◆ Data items
- Opening Delimiter -

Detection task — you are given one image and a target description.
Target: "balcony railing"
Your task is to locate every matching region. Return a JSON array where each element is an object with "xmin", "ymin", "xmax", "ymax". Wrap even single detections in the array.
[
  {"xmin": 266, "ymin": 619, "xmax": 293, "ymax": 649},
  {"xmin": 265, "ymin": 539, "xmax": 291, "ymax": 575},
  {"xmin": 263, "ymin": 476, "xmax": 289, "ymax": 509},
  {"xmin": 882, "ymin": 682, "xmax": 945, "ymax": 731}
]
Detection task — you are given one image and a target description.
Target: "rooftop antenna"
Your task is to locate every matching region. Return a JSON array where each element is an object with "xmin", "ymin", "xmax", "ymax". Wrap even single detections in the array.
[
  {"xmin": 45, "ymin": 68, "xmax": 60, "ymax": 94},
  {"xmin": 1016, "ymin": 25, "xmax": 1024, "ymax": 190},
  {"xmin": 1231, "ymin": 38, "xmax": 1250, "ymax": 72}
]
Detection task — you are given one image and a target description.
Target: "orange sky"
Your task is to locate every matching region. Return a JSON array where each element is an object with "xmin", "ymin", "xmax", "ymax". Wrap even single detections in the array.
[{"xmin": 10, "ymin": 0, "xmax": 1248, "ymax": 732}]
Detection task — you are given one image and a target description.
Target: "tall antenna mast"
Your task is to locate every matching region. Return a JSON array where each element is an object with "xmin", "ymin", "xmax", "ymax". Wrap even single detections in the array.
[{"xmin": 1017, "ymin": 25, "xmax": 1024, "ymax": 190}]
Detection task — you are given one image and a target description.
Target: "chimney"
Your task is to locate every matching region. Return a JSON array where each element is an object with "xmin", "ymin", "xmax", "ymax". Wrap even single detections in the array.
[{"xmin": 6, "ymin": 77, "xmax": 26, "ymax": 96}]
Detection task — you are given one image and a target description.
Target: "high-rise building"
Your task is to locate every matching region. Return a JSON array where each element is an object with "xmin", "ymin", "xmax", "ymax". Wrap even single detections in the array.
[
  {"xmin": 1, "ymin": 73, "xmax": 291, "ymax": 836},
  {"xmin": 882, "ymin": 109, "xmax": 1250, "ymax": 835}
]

- Closing Delimiter -
- Opening Delimiter -

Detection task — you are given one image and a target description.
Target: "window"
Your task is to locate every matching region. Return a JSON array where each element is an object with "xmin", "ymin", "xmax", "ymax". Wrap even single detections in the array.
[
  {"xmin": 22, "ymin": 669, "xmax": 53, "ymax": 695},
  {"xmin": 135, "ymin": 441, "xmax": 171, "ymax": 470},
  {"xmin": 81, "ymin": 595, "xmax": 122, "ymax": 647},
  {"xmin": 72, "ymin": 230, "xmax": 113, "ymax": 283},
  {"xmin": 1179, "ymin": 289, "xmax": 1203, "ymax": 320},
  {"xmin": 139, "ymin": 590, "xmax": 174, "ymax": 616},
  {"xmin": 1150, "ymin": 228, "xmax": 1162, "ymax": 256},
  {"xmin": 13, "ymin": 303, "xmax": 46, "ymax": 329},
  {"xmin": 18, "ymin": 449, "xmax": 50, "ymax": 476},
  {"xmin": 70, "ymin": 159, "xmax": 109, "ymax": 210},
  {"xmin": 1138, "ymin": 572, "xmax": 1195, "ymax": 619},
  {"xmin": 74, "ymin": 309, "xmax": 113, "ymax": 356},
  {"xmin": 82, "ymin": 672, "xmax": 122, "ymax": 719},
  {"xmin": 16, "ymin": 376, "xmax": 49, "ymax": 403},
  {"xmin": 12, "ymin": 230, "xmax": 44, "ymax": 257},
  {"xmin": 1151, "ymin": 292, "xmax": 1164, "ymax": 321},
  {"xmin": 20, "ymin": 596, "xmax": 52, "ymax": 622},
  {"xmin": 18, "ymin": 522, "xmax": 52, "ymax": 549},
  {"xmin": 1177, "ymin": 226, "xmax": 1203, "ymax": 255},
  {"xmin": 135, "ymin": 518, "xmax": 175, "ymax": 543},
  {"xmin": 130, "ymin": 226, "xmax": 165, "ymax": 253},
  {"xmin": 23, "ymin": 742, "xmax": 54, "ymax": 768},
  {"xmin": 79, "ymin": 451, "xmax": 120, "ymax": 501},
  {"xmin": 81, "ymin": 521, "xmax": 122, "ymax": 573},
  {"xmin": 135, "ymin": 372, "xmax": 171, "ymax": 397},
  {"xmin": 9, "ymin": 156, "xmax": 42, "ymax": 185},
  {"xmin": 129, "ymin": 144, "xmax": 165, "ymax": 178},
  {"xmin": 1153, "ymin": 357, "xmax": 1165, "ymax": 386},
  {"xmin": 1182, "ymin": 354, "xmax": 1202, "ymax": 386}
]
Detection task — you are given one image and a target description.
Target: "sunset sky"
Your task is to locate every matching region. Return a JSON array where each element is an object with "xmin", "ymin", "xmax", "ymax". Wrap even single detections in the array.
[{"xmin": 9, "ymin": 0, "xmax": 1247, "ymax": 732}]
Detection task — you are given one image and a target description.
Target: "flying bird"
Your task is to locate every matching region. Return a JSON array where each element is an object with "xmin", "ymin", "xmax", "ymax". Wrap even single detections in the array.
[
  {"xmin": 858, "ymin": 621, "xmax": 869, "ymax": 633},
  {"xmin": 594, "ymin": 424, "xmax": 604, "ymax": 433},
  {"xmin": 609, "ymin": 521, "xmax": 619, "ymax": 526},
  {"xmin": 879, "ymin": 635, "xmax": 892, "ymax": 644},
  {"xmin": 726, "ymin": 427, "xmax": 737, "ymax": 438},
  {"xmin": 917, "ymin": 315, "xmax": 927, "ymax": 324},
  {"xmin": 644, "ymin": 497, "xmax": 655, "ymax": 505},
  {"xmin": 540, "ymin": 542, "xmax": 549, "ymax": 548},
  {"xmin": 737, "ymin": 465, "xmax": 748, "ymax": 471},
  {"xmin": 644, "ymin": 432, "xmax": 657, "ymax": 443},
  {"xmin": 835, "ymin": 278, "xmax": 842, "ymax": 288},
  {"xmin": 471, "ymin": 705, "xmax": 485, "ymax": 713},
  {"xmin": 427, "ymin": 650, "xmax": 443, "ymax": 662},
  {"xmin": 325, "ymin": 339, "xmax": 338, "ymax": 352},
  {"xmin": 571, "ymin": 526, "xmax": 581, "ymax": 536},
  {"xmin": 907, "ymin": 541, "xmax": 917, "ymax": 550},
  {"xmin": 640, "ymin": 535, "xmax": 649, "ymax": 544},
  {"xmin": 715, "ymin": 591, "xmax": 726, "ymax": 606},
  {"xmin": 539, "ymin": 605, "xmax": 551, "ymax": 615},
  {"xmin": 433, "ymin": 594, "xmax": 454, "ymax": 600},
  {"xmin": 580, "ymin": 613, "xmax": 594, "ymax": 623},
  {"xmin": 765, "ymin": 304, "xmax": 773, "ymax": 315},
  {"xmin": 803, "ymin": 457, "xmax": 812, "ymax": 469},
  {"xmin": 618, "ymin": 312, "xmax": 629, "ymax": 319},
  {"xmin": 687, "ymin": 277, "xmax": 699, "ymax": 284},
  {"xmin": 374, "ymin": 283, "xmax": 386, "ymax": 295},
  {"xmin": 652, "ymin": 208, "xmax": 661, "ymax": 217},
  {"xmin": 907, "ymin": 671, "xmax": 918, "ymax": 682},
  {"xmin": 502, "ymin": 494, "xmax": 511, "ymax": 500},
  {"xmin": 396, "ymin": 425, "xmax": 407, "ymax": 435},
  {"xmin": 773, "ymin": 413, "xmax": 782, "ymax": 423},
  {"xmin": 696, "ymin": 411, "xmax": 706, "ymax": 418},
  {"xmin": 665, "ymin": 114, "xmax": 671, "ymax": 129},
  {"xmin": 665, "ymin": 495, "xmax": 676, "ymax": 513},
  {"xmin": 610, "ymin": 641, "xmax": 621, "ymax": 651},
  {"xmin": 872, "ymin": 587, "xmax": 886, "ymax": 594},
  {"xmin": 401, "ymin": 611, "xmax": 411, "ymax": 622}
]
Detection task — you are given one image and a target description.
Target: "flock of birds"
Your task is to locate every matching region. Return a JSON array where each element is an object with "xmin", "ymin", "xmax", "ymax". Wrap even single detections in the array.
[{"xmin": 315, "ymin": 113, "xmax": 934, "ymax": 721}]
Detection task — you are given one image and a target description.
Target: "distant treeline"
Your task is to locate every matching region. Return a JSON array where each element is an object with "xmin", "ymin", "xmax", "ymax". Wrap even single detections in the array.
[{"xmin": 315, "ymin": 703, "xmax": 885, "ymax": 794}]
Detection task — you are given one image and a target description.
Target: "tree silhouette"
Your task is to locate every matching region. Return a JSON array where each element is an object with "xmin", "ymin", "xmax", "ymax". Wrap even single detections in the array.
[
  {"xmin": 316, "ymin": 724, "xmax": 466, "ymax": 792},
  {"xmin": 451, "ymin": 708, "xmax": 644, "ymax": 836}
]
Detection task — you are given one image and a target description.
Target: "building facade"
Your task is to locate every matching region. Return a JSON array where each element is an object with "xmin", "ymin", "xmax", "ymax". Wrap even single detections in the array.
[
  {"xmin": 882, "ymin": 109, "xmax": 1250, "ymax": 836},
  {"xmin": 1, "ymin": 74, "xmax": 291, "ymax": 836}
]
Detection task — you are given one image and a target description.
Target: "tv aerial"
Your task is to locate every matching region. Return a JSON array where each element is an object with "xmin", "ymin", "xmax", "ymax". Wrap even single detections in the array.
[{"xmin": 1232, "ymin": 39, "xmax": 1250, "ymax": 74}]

- Closing Delimiter -

◆ PROBLEM DETAILS
Look through the records above and please copy every line in which the string "building" occurs.

◆ RESPONSE BELOW
Target: "high-rise building"
Target: "building facade"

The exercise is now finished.